╭─ Items
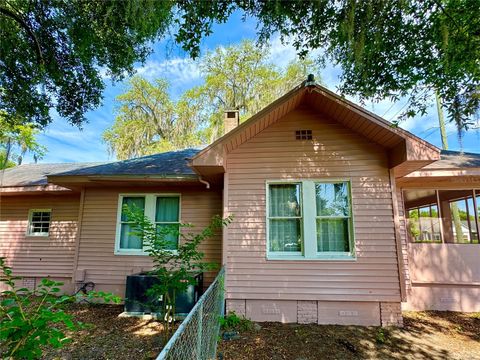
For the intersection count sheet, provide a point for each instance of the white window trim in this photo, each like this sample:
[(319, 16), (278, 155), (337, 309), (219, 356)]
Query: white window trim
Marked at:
[(308, 226), (29, 226), (150, 203)]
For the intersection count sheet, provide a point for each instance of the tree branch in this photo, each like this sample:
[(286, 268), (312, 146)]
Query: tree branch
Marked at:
[(9, 13)]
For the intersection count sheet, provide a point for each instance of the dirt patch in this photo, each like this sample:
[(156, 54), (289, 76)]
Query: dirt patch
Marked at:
[(426, 335), (110, 337)]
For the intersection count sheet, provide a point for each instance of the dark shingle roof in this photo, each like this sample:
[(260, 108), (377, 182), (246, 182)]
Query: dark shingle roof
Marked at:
[(173, 163), (36, 174), (168, 163), (455, 160)]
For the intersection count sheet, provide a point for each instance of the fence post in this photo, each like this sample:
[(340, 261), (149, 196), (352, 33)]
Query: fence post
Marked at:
[(199, 332)]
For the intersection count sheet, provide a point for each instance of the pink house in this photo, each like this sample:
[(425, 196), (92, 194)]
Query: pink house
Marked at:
[(339, 218)]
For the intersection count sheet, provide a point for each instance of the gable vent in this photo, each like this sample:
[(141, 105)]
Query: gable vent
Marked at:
[(303, 134)]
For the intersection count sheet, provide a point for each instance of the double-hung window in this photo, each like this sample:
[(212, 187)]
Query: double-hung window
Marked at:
[(162, 210), (309, 219), (39, 222)]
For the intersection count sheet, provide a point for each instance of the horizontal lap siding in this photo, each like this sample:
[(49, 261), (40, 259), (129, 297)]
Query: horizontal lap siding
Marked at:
[(33, 255), (97, 238), (335, 152)]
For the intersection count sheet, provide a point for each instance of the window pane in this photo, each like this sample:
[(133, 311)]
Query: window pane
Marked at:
[(458, 210), (284, 200), (332, 235), (167, 209), (332, 199), (132, 203), (285, 235), (127, 240), (171, 237)]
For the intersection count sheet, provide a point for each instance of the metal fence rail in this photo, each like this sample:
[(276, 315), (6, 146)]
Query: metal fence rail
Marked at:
[(196, 337)]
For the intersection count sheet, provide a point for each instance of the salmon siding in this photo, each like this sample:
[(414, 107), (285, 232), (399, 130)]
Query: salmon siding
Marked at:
[(315, 186)]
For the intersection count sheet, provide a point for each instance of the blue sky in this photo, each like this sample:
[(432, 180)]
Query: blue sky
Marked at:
[(69, 144)]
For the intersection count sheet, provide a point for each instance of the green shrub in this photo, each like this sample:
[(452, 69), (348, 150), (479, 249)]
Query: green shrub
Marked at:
[(233, 322), (32, 320), (175, 269), (381, 336)]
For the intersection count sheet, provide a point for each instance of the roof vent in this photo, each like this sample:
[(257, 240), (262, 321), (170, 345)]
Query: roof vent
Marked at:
[(310, 80), (303, 134), (231, 120)]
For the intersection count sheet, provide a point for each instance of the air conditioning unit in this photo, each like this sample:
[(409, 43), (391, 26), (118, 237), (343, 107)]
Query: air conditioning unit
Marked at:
[(137, 302)]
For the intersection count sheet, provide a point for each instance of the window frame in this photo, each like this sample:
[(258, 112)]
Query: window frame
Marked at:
[(309, 223), (150, 208), (286, 254), (29, 225)]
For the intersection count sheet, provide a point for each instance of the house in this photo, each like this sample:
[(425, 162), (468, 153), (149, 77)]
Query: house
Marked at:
[(322, 193)]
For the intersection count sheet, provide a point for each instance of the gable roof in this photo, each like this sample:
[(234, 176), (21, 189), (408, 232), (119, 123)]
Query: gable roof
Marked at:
[(407, 151), (455, 160)]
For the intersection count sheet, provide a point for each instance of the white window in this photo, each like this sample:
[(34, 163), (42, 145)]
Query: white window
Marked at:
[(161, 209), (39, 222), (309, 220)]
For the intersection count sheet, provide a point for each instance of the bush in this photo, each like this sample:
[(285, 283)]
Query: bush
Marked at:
[(175, 269), (233, 322), (31, 320)]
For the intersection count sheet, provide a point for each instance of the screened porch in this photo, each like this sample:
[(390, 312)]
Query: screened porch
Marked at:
[(442, 216)]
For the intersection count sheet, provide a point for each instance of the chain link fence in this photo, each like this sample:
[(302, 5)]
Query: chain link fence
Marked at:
[(196, 337)]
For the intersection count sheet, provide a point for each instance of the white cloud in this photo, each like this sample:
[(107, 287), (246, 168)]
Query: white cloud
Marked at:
[(180, 70)]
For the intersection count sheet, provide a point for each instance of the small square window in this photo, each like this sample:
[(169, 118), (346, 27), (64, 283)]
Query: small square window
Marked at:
[(303, 134), (39, 222)]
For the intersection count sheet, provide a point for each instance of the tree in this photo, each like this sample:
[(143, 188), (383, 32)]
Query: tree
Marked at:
[(242, 77), (16, 141), (52, 53), (174, 270), (386, 49), (148, 121)]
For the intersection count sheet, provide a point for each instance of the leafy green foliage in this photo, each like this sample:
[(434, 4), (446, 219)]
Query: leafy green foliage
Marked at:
[(149, 122), (233, 322), (175, 269), (381, 337), (53, 53), (31, 320), (386, 49), (15, 141), (242, 77)]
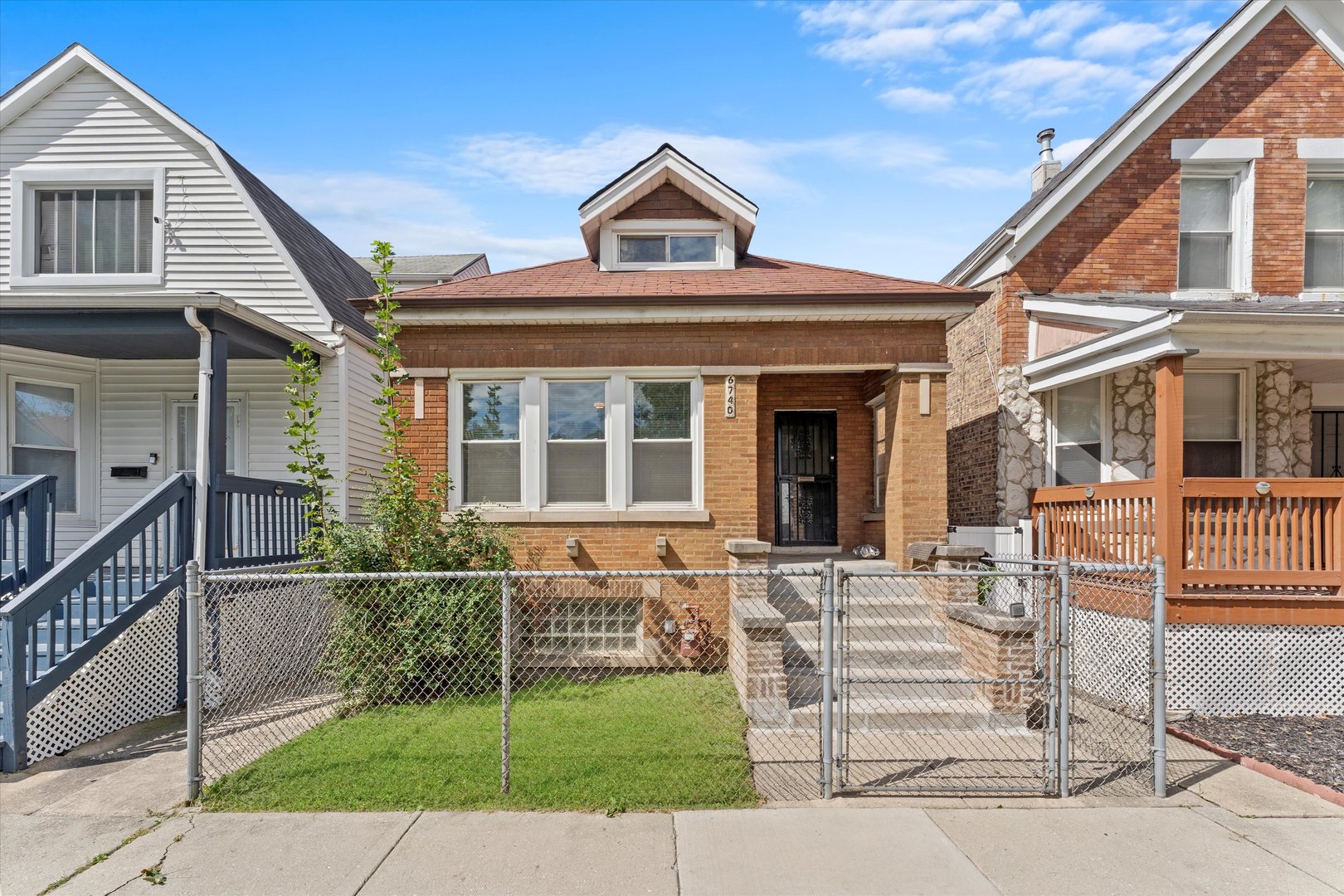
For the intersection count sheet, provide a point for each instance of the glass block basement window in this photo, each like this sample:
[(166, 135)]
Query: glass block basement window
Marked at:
[(592, 626)]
╰─
Do this →
Reproduce all of the data above line for line, without any changes, and omit the pictures.

Exercise output →
For the intersection count sheet, provide a point for each instance of the white window trim in this photo, each like this sample:
[(319, 16), (278, 155), (337, 309), (219, 356)]
Query: white window trim
Marked at:
[(308, 226), (29, 226), (150, 203)]
For the intersection count sheet, provide a point for each instance of the tree branch in this photo, each like this sample:
[(286, 268), (312, 146)]
Query: tree branch
Marked at:
[(9, 13)]
For the intersection count sheet, provide a point for each instance of the dirt patch in this photo, each like this sample:
[(156, 54), (289, 76)]
Query: dirt patch
Marked at:
[(426, 335), (110, 337)]
For the intersection count sheet, provide a point for each instance of the dark shingle roof in this photo, each like this sample:
[(260, 108), (377, 182), (246, 182)]
Query: dark shingle roof
Marked at:
[(173, 163), (36, 174), (168, 163), (455, 160)]
For the intersection count sheet, provide a point for each instance of the fence post in this photo, each like this sample:
[(340, 261), (149, 196), (352, 33)]
Query: fence post
Marked at:
[(199, 332)]
For the intersection count sheet, provide a point for each instance of the pink house in this photo, each like this sample:
[(425, 196), (92, 194)]
Query: pink house
Marked at:
[(339, 218)]
For the intersection count sheet, provide a point for each instance of the gable vent in this photo, each like this sample:
[(141, 105)]
Query: gable vent
Marked at:
[(303, 134)]
For the intersection count sheet, provide a point for each instance of the double-hung window in this photo, each like this sample:
[(212, 187)]
Query: double-hung window
Marked at:
[(162, 210), (309, 219), (39, 222)]
For the intersection count sheet, provide a point for each instance of the horizontal lap siding in this photo, each like this sample:
[(49, 261), (40, 259), (129, 297)]
Query: horizontal lap siding
Marked at:
[(33, 255), (97, 238), (335, 152)]
For the intersection count sheet, provide a point for each instance of the window pane in this photo, each like this sample:
[(133, 311)]
Query: window pane
Marked at:
[(458, 210), (284, 200), (332, 235), (167, 209), (332, 199), (132, 203), (285, 235), (127, 240), (171, 237)]
For the intersection count sheet, provide a point for each instance of the metal fence rail in this photo, each like this sample:
[(276, 315), (6, 146)]
Query: metal fence rail
Marked at:
[(196, 337)]
For the intersection count sheet, provide a point for each instance of the salmon siding in this photo, each like this sample:
[(414, 107), (285, 232), (399, 130)]
Query: salmon siding
Marked at:
[(315, 186)]
For the intersection count sheet, provide a point for each instance of the blue sky in this photo, each like this sample:
[(432, 180)]
Query: blue sky
Marked at:
[(69, 144)]
For the intersection count sheet, provide a point for each instance of the green shrub in this photo, each like this sample:
[(452, 69), (348, 150), (479, 249)]
Query: green shrub
Marked at:
[(233, 322), (32, 320), (175, 269), (381, 336)]
For the intersection count sheet, provide a point for each instance of the roof vent in this photo, each like this sample:
[(257, 240), (262, 321), (170, 345)]
Query: roof vent
Marked at:
[(310, 80), (303, 134), (231, 120)]
For the intersection count sheet, provide a point for each instance of the air conditioning unit in this photo, each like this sample:
[(409, 43), (391, 26), (118, 237), (343, 107)]
Query: air conditioning unit
Marked at:
[(137, 302)]
For the intersection count sheet, provide a point for each instance of the window frame in this photo, each like this sample:
[(258, 112)]
Query: window frame
Marked at:
[(309, 223), (150, 208), (286, 254), (29, 225)]
For the intersection count sheet, provide a point for each instance of the house in this photo, each like this sample:
[(425, 162), (468, 153), (149, 77)]
Query: house
Marked at:
[(322, 193)]
For the intersection count sheet, provide a point for each instance of the gable roof in this photo, each like this sample:
[(234, 176), (21, 189), (408, 232), (119, 123)]
Query: gable roof
Marked at:
[(407, 151), (455, 160)]
For the intersection count sheet, provide a point for each instance of the white window in this photo, each like this sample:
[(34, 163), (42, 145)]
Query: white window
Marked at:
[(161, 209), (39, 222), (309, 220)]
For the intersection count sheet, provide a point for each instance of the bush in this photo, each like this sample:
[(285, 283)]
Query: bush
Marked at:
[(175, 269), (233, 322), (31, 320)]
For the intersection count sheet, provide a point for each instance of the screened porch in this photo, each like this sample:
[(390, 312)]
Query: screened porch
Marked at:
[(442, 216)]
For the intersection count sheet, provide a point for each instance of the chain link fence in this photo, each like this sample:
[(302, 5)]
Query: chain link fence
Marked at:
[(196, 337)]
For the intersection count sheet, provide a point for each instance of the white cloud in this photo, each like this sample:
[(107, 287), (246, 168)]
Query: white cloud
Marked at:
[(180, 70)]
For the intersection count sheet, provide a point for each instance of the small square window in this photo, each like this sample:
[(169, 118), (346, 27), (64, 283)]
Query: small square window
Marked at:
[(303, 134), (39, 222)]
For the intersection count sheet, provide a point for each instance of the tree in this photo, each like this sample:
[(143, 188), (383, 32)]
Query: tree
Marked at:
[(242, 77), (16, 141), (52, 53), (174, 270), (386, 49), (148, 121)]
For the intersection count sheet, provide a point for each instance of the leafy green foliage in this photo, each like this sample:
[(434, 4), (446, 219)]
Query: leafy green foliage
Marked at:
[(149, 122), (233, 322), (175, 269), (381, 337), (53, 53), (31, 320), (386, 49), (15, 141), (242, 77)]
For the intersection count sheet, provide a point for each instance of the glass block basement window in this photo, each like this sample:
[(166, 135)]
Query: glass block basement window
Marked at:
[(592, 626)]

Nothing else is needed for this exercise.